Celtic in der Problemanalyse

Wir begeben uns zur Abwechslung auf die Reise in eine komplett andere Fußballlandschaft – nämlich nach Schottland, wo das lange Jahre dominante Celtic mittlerweile nur noch die zweite Geige hinter Stadtrivale Rangers spielt. Die aktuelle Saison verläuft für die „The Bhoys“ mehr als enttäuschend. International schied man bereits aus der Gruppenphase der Europa League aus und in der heimischen Liga beträgt der Abstand zu den Rangers schon 21 Punkte (bei drei weniger ausgetragenen Partien).

Eine Problemanalyse ist schon deshalb interessant, weil sie verdeutlicht, mit welchen Schwierigkeiten und Herausforderungen ein ambitionierter Titelkandidat, aber begrenzten individuellen Qualitäten, in einer Liga voller reaktiver Außenseitermannschaften zu kämpfen hat. Der nordirische Cheftrainer Neil Lennon gehört zudem zu einer Riege von Übungsleitern und Taktikern, die nicht immer das ganze Repertoire an Möglichkeiten ausschöpfen und in gewisser Weise unterambitioniert die notwendige Problemlösung angehen.
===
Schreib aus dem Text über Celtic die Stelle von „Eine Problemanalyse ist“ bis einschließlich „notwendige Problemlösung angehen.“ Wort für Wort ab.
===
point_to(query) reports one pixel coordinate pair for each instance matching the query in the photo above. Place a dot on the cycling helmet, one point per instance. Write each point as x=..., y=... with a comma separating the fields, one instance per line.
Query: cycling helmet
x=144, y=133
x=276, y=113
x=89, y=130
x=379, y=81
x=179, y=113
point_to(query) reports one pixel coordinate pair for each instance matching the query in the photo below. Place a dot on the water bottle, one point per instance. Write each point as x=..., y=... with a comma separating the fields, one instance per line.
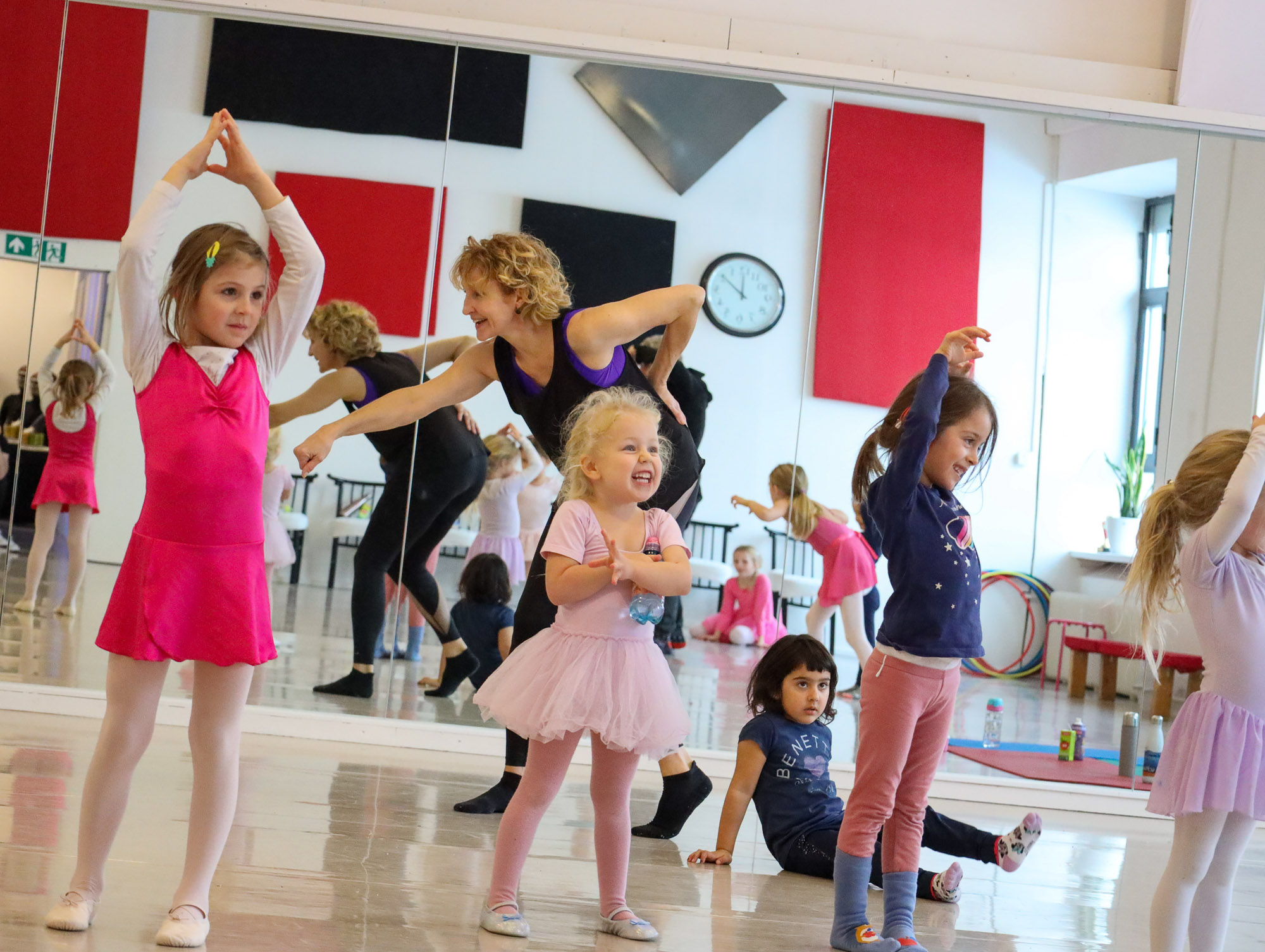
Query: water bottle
x=994, y=723
x=647, y=608
x=1153, y=748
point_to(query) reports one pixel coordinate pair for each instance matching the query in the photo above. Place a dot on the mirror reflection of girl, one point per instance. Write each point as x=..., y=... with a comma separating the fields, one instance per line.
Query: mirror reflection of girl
x=202, y=354
x=595, y=669
x=513, y=465
x=433, y=488
x=73, y=400
x=848, y=564
x=746, y=615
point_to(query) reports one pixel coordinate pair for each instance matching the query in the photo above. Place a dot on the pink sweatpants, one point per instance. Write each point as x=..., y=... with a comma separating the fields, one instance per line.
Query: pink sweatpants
x=609, y=788
x=906, y=713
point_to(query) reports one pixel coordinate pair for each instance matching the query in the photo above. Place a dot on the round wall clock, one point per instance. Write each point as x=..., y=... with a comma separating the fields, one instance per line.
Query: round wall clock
x=744, y=295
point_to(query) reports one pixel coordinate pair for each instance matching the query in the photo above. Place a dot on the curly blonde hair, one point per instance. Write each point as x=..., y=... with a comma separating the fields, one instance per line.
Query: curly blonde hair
x=517, y=261
x=590, y=422
x=347, y=328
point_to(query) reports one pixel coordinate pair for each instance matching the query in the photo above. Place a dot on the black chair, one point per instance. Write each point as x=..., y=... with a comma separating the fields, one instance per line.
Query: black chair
x=349, y=529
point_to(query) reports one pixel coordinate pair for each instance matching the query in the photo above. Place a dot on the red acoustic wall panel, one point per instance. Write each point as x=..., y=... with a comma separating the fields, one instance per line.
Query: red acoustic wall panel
x=900, y=252
x=375, y=237
x=98, y=114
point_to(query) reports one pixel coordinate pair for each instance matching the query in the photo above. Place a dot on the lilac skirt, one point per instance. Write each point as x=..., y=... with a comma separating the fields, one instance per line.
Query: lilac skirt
x=1214, y=760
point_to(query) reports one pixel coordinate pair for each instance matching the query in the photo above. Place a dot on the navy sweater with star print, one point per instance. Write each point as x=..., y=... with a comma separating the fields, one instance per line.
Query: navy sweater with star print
x=934, y=610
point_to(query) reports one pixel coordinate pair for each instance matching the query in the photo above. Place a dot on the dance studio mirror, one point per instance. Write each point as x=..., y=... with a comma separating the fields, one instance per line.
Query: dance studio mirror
x=1067, y=238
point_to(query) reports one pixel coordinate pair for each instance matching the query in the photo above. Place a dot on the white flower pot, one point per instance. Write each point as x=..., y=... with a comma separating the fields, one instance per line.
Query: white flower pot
x=1123, y=535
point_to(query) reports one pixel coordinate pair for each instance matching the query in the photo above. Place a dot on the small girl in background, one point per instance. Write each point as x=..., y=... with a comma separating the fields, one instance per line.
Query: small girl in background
x=71, y=402
x=595, y=667
x=746, y=615
x=279, y=551
x=941, y=427
x=536, y=503
x=848, y=562
x=1213, y=774
x=784, y=763
x=513, y=464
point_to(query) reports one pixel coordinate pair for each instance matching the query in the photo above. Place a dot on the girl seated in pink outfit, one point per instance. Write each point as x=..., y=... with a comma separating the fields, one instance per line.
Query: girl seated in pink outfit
x=595, y=669
x=747, y=608
x=848, y=561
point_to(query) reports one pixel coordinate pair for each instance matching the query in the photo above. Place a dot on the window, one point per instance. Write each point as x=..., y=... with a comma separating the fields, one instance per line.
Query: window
x=1157, y=241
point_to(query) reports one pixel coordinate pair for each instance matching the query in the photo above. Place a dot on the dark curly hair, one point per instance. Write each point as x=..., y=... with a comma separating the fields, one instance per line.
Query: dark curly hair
x=765, y=688
x=486, y=580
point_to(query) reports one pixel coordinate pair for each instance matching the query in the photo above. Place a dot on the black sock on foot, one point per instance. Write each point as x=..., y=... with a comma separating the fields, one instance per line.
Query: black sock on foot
x=457, y=669
x=497, y=799
x=356, y=684
x=682, y=795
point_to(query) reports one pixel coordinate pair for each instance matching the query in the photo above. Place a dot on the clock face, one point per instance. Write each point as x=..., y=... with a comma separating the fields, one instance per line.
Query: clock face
x=744, y=295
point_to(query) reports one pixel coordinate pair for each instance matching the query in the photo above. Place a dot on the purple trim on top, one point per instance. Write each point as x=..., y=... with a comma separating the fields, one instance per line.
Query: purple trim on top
x=371, y=393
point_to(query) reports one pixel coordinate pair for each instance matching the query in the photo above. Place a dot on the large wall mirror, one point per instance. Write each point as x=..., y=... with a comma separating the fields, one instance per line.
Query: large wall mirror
x=839, y=236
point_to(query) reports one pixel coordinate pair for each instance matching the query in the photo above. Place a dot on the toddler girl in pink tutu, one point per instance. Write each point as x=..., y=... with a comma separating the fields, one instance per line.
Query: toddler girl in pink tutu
x=595, y=669
x=1213, y=774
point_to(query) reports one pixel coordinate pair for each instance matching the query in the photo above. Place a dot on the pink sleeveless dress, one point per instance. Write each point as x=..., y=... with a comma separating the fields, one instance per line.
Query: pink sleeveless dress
x=848, y=561
x=193, y=584
x=69, y=476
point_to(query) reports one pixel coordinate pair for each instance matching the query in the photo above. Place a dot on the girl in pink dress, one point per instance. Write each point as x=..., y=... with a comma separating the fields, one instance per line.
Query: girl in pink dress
x=848, y=561
x=74, y=400
x=595, y=669
x=1202, y=541
x=513, y=464
x=202, y=354
x=747, y=607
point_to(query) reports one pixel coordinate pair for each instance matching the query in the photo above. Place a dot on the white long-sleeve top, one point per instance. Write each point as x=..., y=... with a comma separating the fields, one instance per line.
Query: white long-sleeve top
x=74, y=422
x=146, y=340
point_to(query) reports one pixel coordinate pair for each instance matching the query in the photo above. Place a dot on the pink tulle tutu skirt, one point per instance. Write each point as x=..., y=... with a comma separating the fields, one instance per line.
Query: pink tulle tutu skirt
x=620, y=689
x=1214, y=760
x=508, y=547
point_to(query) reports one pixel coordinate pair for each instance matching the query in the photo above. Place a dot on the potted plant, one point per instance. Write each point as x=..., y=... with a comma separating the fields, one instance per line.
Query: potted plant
x=1123, y=529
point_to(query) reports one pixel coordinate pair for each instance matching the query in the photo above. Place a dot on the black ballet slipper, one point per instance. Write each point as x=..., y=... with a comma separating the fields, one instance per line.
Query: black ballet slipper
x=356, y=684
x=494, y=800
x=682, y=795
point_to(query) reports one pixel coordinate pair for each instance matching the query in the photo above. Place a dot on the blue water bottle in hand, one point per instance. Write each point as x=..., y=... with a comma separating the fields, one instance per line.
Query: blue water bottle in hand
x=647, y=607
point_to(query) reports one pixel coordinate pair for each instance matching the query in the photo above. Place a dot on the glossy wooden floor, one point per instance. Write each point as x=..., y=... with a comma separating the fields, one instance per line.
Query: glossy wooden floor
x=341, y=847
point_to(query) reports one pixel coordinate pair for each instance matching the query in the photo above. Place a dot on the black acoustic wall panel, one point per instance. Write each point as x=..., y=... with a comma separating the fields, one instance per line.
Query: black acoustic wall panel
x=376, y=85
x=607, y=255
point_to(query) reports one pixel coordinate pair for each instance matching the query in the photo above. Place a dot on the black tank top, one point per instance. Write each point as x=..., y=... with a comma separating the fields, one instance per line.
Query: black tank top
x=442, y=438
x=547, y=412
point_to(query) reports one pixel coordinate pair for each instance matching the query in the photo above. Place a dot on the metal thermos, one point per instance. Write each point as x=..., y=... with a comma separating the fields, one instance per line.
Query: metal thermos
x=1129, y=745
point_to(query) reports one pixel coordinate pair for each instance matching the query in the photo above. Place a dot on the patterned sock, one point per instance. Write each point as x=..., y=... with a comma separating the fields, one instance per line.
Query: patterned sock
x=1014, y=847
x=852, y=930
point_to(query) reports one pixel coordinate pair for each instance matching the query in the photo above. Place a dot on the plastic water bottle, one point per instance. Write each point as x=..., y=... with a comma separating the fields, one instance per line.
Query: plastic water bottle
x=647, y=608
x=994, y=723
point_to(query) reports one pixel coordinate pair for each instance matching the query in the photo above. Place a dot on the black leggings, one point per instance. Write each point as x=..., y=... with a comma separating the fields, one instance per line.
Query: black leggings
x=536, y=613
x=438, y=499
x=814, y=853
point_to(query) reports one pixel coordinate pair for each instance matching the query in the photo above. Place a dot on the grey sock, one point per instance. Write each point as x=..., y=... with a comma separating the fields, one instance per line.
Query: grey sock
x=851, y=930
x=900, y=894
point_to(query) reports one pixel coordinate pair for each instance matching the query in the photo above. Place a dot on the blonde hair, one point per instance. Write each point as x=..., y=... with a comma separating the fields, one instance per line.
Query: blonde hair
x=1187, y=502
x=346, y=328
x=270, y=457
x=590, y=422
x=75, y=384
x=515, y=261
x=803, y=512
x=189, y=270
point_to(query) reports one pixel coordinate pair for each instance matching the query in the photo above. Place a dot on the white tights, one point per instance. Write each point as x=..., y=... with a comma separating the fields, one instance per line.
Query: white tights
x=853, y=609
x=132, y=690
x=77, y=541
x=1195, y=891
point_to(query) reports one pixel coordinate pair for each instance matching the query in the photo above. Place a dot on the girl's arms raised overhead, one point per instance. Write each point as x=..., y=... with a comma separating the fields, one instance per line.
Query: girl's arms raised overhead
x=742, y=788
x=469, y=375
x=1243, y=497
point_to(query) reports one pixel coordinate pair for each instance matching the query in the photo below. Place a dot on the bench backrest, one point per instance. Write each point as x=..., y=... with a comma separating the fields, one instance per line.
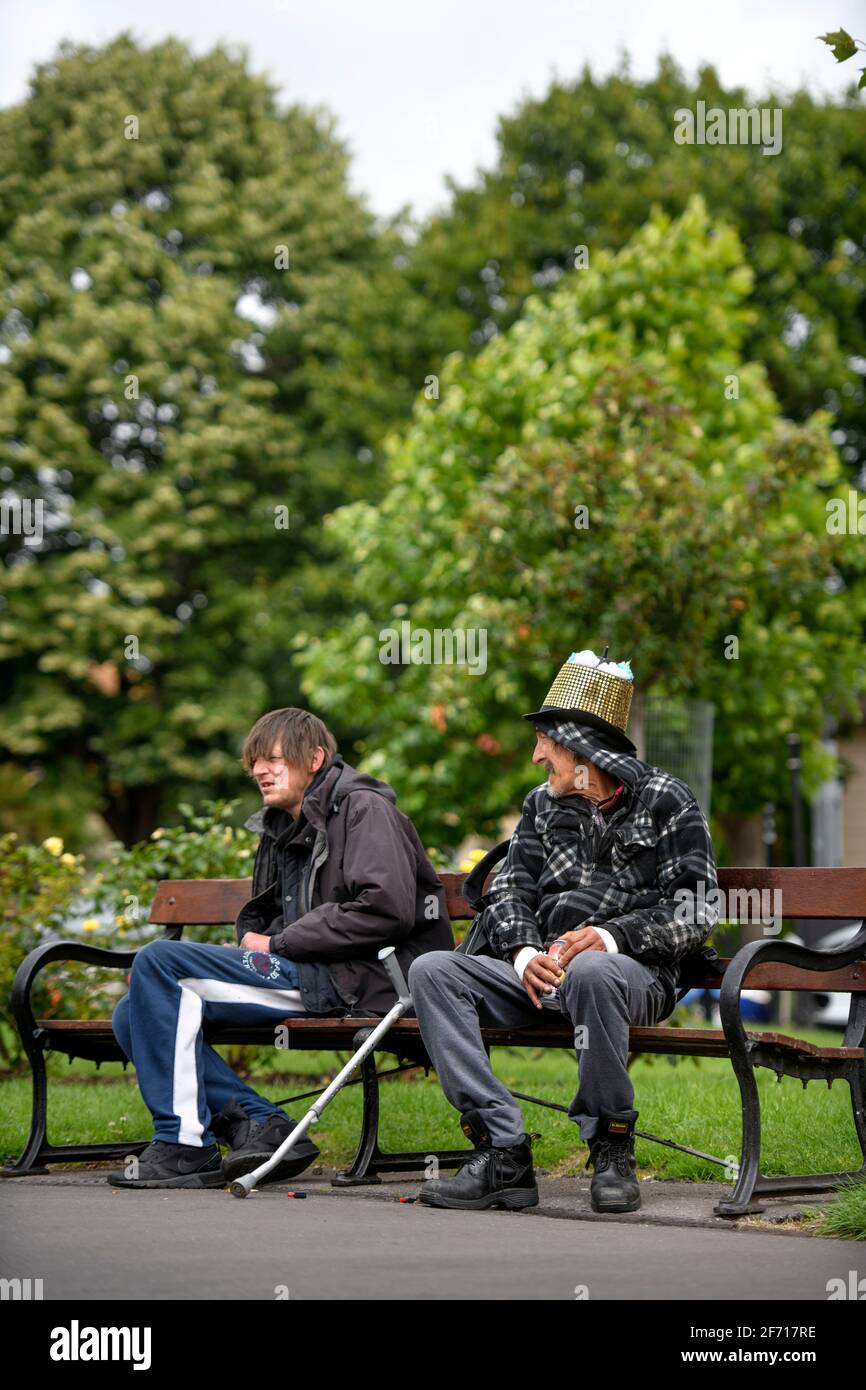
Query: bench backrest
x=751, y=895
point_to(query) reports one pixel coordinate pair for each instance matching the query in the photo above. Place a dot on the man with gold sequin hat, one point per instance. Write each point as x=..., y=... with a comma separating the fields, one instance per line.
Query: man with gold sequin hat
x=605, y=893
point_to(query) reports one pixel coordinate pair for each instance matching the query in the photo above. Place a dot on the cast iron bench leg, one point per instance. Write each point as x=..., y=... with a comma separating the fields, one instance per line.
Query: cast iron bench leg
x=369, y=1143
x=370, y=1161
x=740, y=1203
x=28, y=1162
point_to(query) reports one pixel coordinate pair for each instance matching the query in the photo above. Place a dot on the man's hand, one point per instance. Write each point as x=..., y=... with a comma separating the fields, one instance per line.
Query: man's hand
x=256, y=941
x=540, y=973
x=585, y=938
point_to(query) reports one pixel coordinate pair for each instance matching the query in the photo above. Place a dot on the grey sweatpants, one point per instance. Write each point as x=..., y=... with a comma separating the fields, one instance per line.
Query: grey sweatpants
x=602, y=994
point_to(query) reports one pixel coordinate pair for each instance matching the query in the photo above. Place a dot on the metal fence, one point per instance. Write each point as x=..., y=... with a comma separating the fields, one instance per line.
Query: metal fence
x=677, y=734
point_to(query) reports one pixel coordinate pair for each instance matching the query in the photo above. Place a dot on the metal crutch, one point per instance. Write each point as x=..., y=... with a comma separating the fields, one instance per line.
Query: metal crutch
x=387, y=955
===
• **VOLLSTÄNDIGE ANTWORT**
Eine Problemanalyse ist schon deshalb interessant, weil sie verdeutlicht, mit welchen Schwierigkeiten und Herausforderungen ein ambitionierter Titelkandidat, aber begrenzten individuellen Qualitäten, in einer Liga voller reaktiver Außenseitermannschaften zu kämpfen hat. Der nordirische Cheftrainer Neil Lennon gehört zudem zu einer Riege von Übungsleitern und Taktikern, die nicht immer das ganze Repertoire an Möglichkeiten ausschöpfen und in gewisser Weise unterambitioniert die notwendige Problemlösung angehen.